◆ **What is asked**
Express every line of the records below as a JSON list of strings, one string per line, omitting blank lines and leaving the pictures out.

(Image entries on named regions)

|---|

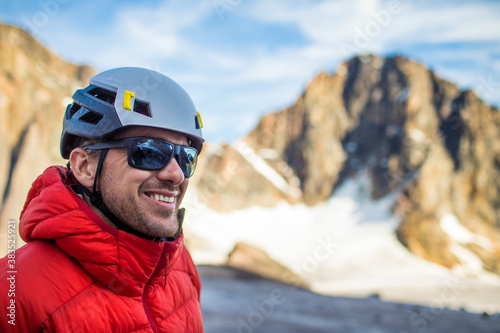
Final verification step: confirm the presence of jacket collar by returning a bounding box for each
[20,167,188,296]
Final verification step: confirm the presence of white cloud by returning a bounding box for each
[1,0,500,141]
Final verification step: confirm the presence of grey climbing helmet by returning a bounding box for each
[61,67,204,158]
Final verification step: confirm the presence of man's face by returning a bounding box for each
[98,127,189,237]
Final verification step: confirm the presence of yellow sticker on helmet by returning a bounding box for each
[196,111,203,128]
[123,90,135,110]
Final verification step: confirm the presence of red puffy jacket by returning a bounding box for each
[0,167,203,333]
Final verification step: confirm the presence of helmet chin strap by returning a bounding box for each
[78,149,185,241]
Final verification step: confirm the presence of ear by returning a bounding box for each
[69,148,97,188]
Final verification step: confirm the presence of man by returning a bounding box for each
[0,68,203,333]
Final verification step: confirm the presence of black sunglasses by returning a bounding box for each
[83,137,198,178]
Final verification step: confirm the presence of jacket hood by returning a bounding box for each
[19,166,184,296]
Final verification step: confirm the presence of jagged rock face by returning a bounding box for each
[195,56,500,273]
[0,24,93,249]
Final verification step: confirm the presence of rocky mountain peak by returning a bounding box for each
[198,55,500,273]
[0,23,94,244]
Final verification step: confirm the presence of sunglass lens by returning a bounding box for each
[131,139,173,170]
[179,147,198,178]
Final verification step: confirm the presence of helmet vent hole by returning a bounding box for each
[80,111,103,125]
[69,103,82,118]
[133,99,151,117]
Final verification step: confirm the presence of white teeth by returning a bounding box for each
[149,194,175,203]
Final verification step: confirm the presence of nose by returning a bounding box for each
[157,157,186,185]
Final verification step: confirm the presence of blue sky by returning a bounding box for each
[0,0,500,141]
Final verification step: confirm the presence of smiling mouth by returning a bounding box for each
[149,194,175,203]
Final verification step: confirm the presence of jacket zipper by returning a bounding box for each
[142,254,168,333]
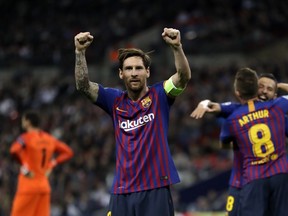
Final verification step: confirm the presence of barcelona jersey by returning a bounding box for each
[220,96,288,184]
[95,82,180,194]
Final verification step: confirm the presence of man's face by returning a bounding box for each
[258,77,277,101]
[119,56,150,92]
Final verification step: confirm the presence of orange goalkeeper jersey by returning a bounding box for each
[10,130,73,193]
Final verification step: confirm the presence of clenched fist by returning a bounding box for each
[162,28,181,47]
[74,32,93,51]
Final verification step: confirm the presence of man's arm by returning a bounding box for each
[277,83,288,92]
[190,100,221,119]
[162,28,191,92]
[74,32,99,102]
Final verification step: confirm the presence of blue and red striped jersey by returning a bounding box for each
[95,82,180,194]
[229,149,243,188]
[220,96,288,184]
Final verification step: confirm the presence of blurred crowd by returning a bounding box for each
[0,0,288,216]
[0,0,288,68]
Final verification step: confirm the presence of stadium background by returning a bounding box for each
[0,0,288,216]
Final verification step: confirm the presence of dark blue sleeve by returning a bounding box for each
[285,116,288,137]
[218,102,241,118]
[275,95,288,114]
[220,119,234,144]
[95,85,122,115]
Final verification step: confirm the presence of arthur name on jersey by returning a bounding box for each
[119,113,155,131]
[238,109,269,127]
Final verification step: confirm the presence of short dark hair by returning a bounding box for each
[118,48,151,70]
[258,73,278,84]
[23,110,41,127]
[234,68,258,100]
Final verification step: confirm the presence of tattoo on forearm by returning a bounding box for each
[75,53,89,94]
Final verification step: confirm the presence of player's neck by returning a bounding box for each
[26,127,41,132]
[128,86,149,102]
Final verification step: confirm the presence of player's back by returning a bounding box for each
[227,98,288,184]
[18,131,56,192]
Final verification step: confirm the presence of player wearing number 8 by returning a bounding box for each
[10,111,73,216]
[220,68,288,216]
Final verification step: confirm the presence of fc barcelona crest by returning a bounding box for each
[141,96,152,108]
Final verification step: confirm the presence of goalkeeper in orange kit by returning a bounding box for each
[10,111,73,216]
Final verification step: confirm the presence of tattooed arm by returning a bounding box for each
[74,32,99,102]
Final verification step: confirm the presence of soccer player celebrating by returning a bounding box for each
[74,28,191,216]
[191,73,288,216]
[10,111,73,216]
[220,68,288,216]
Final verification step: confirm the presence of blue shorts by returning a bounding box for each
[226,186,241,216]
[107,187,174,216]
[240,173,288,216]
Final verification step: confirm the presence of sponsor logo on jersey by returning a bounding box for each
[119,113,155,131]
[141,96,152,108]
[116,107,127,112]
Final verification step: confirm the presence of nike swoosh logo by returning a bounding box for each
[116,107,127,112]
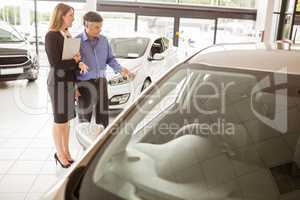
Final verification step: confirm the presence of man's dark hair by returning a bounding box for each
[83,11,103,25]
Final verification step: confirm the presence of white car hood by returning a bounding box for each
[106,58,143,80]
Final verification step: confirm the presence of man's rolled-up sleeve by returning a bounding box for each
[106,41,122,73]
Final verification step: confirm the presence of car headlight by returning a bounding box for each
[108,72,136,86]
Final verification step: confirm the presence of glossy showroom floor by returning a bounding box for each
[0,52,118,200]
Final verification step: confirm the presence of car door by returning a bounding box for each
[147,38,166,81]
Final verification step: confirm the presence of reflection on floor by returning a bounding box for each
[0,68,117,200]
[270,163,300,194]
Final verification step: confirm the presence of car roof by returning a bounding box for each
[108,32,163,41]
[188,44,300,75]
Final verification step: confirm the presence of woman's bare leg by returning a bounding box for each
[52,123,69,165]
[62,123,72,160]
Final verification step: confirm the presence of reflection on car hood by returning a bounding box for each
[0,42,29,55]
[107,58,143,79]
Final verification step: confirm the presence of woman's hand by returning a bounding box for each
[73,52,81,63]
[79,62,89,74]
[75,89,81,99]
[121,67,135,79]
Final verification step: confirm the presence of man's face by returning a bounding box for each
[85,22,102,37]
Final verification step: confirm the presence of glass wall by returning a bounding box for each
[138,16,174,41]
[99,12,135,36]
[216,18,257,44]
[178,18,215,51]
[98,0,256,8]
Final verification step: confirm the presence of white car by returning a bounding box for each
[107,33,179,109]
[44,44,300,200]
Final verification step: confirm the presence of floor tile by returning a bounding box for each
[1,139,31,148]
[0,193,26,200]
[0,148,24,160]
[0,161,14,174]
[25,193,43,200]
[7,161,44,174]
[19,148,52,161]
[40,160,57,175]
[30,175,58,193]
[0,175,36,193]
[29,138,54,148]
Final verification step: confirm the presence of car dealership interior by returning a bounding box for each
[0,0,300,200]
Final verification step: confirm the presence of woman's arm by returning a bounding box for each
[45,33,78,70]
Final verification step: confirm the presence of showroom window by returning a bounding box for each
[98,0,256,8]
[216,18,257,44]
[179,18,215,50]
[138,16,174,40]
[99,12,135,36]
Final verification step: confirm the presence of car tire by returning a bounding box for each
[27,77,37,83]
[141,78,152,92]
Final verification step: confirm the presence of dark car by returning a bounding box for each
[42,44,300,200]
[0,22,39,81]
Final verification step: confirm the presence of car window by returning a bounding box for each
[162,38,170,50]
[0,27,24,42]
[78,64,300,200]
[150,38,165,57]
[110,37,149,59]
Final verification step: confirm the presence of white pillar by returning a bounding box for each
[85,0,97,11]
[256,0,277,44]
[20,0,33,30]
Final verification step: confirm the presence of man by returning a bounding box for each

|---|

◆ **Exercise result**
[
  "Final verification step: confirm the presence of jacket collar by returning a bounding box for each",
  "[20,167,188,296]",
  "Final verification step: confirm the presence of white cloud by returning a bounding box for each",
  "[1,0,500,141]",
  "Final verification step: confirm the presence of grey climbing helmet by returning a bounding box for each",
  "[61,67,204,158]",
  "Final verification step: confirm the presence of man's face by returning a bounding box for each",
  "[98,127,189,237]",
  "Final verification step: confirm the presence of yellow sticker on helmet by returning a bounding box for each",
  "[196,111,203,128]",
  "[123,90,135,110]",
  "Final verification step: confirm the presence of red puffy jacket by returning a bounding box for each",
  "[0,167,203,333]",
  "Final verification step: confirm the presence of helmet chin strap by returning a bounding box for each",
  "[78,149,185,241]",
  "Final verification step: confirm the presence of ear by returning a bounding box for each",
  "[69,148,97,188]",
  "Final verification step: confirm the presence of man by returning a bounding box for each",
  "[0,68,203,333]",
  "Final verification step: confirm the presence of black sunglasses by returning a bounding box for each",
  "[83,137,198,178]",
  "Final verification step: confirm the presence of jacket hood by returning a bounding box for each",
  "[19,166,184,296]",
  "Final verification step: confirm the presence of jagged rock face by returning a bounding box for each",
  "[195,56,500,273]",
  "[0,24,93,249]",
  "Final verification step: confirm the presence of rocky mountain peak by returning a bounding box for each",
  "[198,55,500,273]",
  "[0,23,94,244]",
  "Final verification step: confirm the presence of sunglass lens by returning a bounding box for each",
  "[131,139,173,170]",
  "[179,147,198,178]",
  "Final verification step: confirm the presence of helmet vent hole by returning a bounding box for each",
  "[80,111,103,125]",
  "[69,103,82,118]",
  "[133,99,151,117]",
  "Final verification step: confirm the presence of white teeth by returning a bounding box for each",
  "[149,194,175,203]",
  "Final verification step: confirm the presence of nose by returning a bounding box for each",
  "[157,157,186,185]",
  "Final verification step: confirm the presence of blue sky by returning a bounding box for each",
  "[0,0,500,141]",
  "Final verification step: confirm the presence of smiling mouth by returning a bounding box for each",
  "[149,194,175,203]",
  "Final verification step: confirm the presence of jacket zipper by returning a bounding box for each",
  "[142,254,168,333]",
  "Final verification step: confirm the presence of barcelona jersey by returning a bounding box for each",
  "[220,96,288,184]",
  "[95,82,180,194]",
  "Final verification step: confirm the presence of man's face by returning a bounding box for each",
  "[258,77,277,101]",
  "[119,56,150,92]",
  "Final verification step: confirm the presence of orange goalkeeper jersey by returning a bounding box for each",
  "[10,130,73,193]",
  "Final verification step: confirm the presence of clenched fist by returning a bounding box for each",
  "[162,28,181,47]",
  "[74,32,93,51]",
  "Final verification step: confirm the presence of man's arm by returning a bounding box for each",
  "[277,83,288,92]",
  "[190,100,221,119]",
  "[162,28,191,92]",
  "[74,32,99,102]",
  "Final verification step: confirm the presence of blue and red striped jersey by returning a bounding box for each",
  "[95,82,180,194]",
  "[229,149,243,188]",
  "[220,96,288,184]",
  "Final verification step: confirm the presence of blurred crowd by returning a bounding box for each",
  "[0,0,288,216]",
  "[0,0,288,68]",
  "Final verification step: confirm the presence of stadium background by returning a bounding box for each",
  "[0,0,288,216]",
  "Final verification step: confirm the presence of dark blue sleeve by returning a bounding box for each",
  "[285,116,288,137]",
  "[218,102,241,118]",
  "[275,95,288,114]",
  "[220,119,234,144]",
  "[95,85,122,115]",
  "Final verification step: confirm the presence of arthur name on jersey by returning a bounding box for each",
  "[119,113,155,131]",
  "[238,109,269,127]",
  "Final verification step: confirm the presence of short dark hair by returning a bounding box for each",
  "[118,48,151,70]",
  "[258,73,278,84]",
  "[23,110,41,127]",
  "[234,68,258,100]",
  "Final verification step: confirm the presence of tattoo on forearm by returning a bounding box for each",
  "[75,53,89,94]",
  "Final verification step: confirm the presence of player's neck by returning a bounding box for each",
  "[26,127,41,132]",
  "[128,86,149,102]",
  "Final verification step: confirm the presence of player's back by returning a bounding box for each",
  "[227,98,288,184]",
  "[18,131,56,192]",
  "Final verification step: confirm the presence of player wearing number 8 by returning a bounding box for each",
  "[10,111,73,216]",
  "[220,68,288,216]",
  "Final verification step: confirm the presence of fc barcelona crest by returning a bounding box for each",
  "[141,96,152,108]",
  "Final verification step: confirm the presence of goalkeeper in orange kit by returning a bounding box for each",
  "[10,111,73,216]",
  "Final verification step: confirm the presence of tattooed arm by returning a bounding box for each",
  "[74,32,99,102]",
  "Final verification step: confirm the presence of soccer player celebrating by returning a bounding box for each",
  "[74,28,191,216]",
  "[191,73,288,216]",
  "[10,111,73,216]",
  "[220,68,288,216]",
  "Final verification step: confirm the presence of blue shorts by returning a bounding box for each",
  "[226,186,241,216]",
  "[107,187,174,216]",
  "[240,173,288,216]",
  "Final verification step: confirm the presence of sponsor logo on jersey by returning a bounding box for each",
  "[119,113,155,131]",
  "[141,96,152,108]",
  "[116,107,127,112]",
  "Final verification step: confirm the presence of nike swoosh logo by returning a bounding box for each",
  "[116,107,127,112]",
  "Final verification step: confirm the presence of man's dark hair by returning a bounding box for each",
  "[83,11,103,25]",
  "Final verification step: confirm the presence of white car hood by returning a bounding box for each",
  "[106,58,143,80]",
  "Final verification step: confirm the presence of man's rolled-up sleeve by returning a bounding box for each",
  "[106,41,122,73]",
  "Final verification step: confirm the presence of car headlight by returning a bounding box for each",
  "[108,72,136,86]",
  "Final verification step: confirm the presence of glossy showroom floor by returning a bounding box for each",
  "[0,52,118,200]",
  "Final verification step: confirm the presence of car door by returning a bounding box for each",
  "[147,38,166,81]",
  "Final verification step: confirm the presence of reflection on floor by returning a bounding box for each",
  "[0,68,117,200]",
  "[270,163,300,194]",
  "Final verification step: confirm the presence of car roof by returning a bounding box for each",
  "[108,32,163,41]",
  "[188,44,300,75]",
  "Final verification step: confirm the presence of woman's bare leg by returning a bounding box for each",
  "[52,123,69,165]",
  "[62,123,72,160]",
  "Final verification step: confirm the presence of reflection on car hood by returning a bounding box for each",
  "[0,42,29,55]",
  "[107,58,143,79]",
  "Final verification step: confirm the presence of woman's hand by returning a bounding box for each",
  "[73,52,81,63]",
  "[79,62,89,74]",
  "[75,89,81,99]",
  "[121,67,135,79]",
  "Final verification step: confirm the presence of man's face by returning a bounding box for each",
  "[85,22,102,37]",
  "Final verification step: confirm the presence of glass wall by returning a bounding box for each",
  "[138,16,174,41]",
  "[99,12,135,36]",
  "[216,18,257,44]",
  "[178,18,215,51]",
  "[98,0,256,8]",
  "Final verification step: confirm the presence of white car by returning a bounding box for each",
  "[107,33,179,109]",
  "[44,44,300,200]",
  "Final verification step: confirm the presence of floor tile by returning a bounding box for each",
  "[1,139,31,148]",
  "[0,193,26,200]",
  "[0,148,24,160]",
  "[0,161,14,174]",
  "[25,193,43,200]",
  "[7,161,44,174]",
  "[19,148,52,161]",
  "[40,160,57,175]",
  "[30,175,58,193]",
  "[0,175,36,193]",
  "[29,138,54,148]",
  "Final verification step: confirm the presence of car dealership interior by returning a bounding box for each",
  "[0,0,300,200]",
  "Final verification step: confirm the presence of woman's arm by returning a bounding box for each",
  "[45,33,78,70]",
  "Final verification step: confirm the presence of showroom window by returning a bounding box for each",
  "[98,0,256,8]",
  "[216,18,257,44]",
  "[179,18,215,50]",
  "[138,16,174,40]",
  "[99,12,135,36]",
  "Final verification step: confirm the presence of car tire by returning a bounding box for each",
  "[27,77,37,83]",
  "[141,78,152,92]",
  "Final verification step: confirm the presence of dark car by returning a bounding box for each",
  "[42,44,300,200]",
  "[0,22,39,81]",
  "Final verification step: confirm the presence of car window by returning a bounding box for each",
  "[162,38,170,50]",
  "[0,27,24,42]",
  "[78,64,300,200]",
  "[150,38,165,57]",
  "[110,37,149,59]",
  "Final verification step: confirm the presence of white pillar by returning a bounding box for each",
  "[85,0,97,11]",
  "[256,0,277,44]",
  "[20,0,33,30]",
  "Final verification step: confirm the presence of man by returning a bounding box for each"
]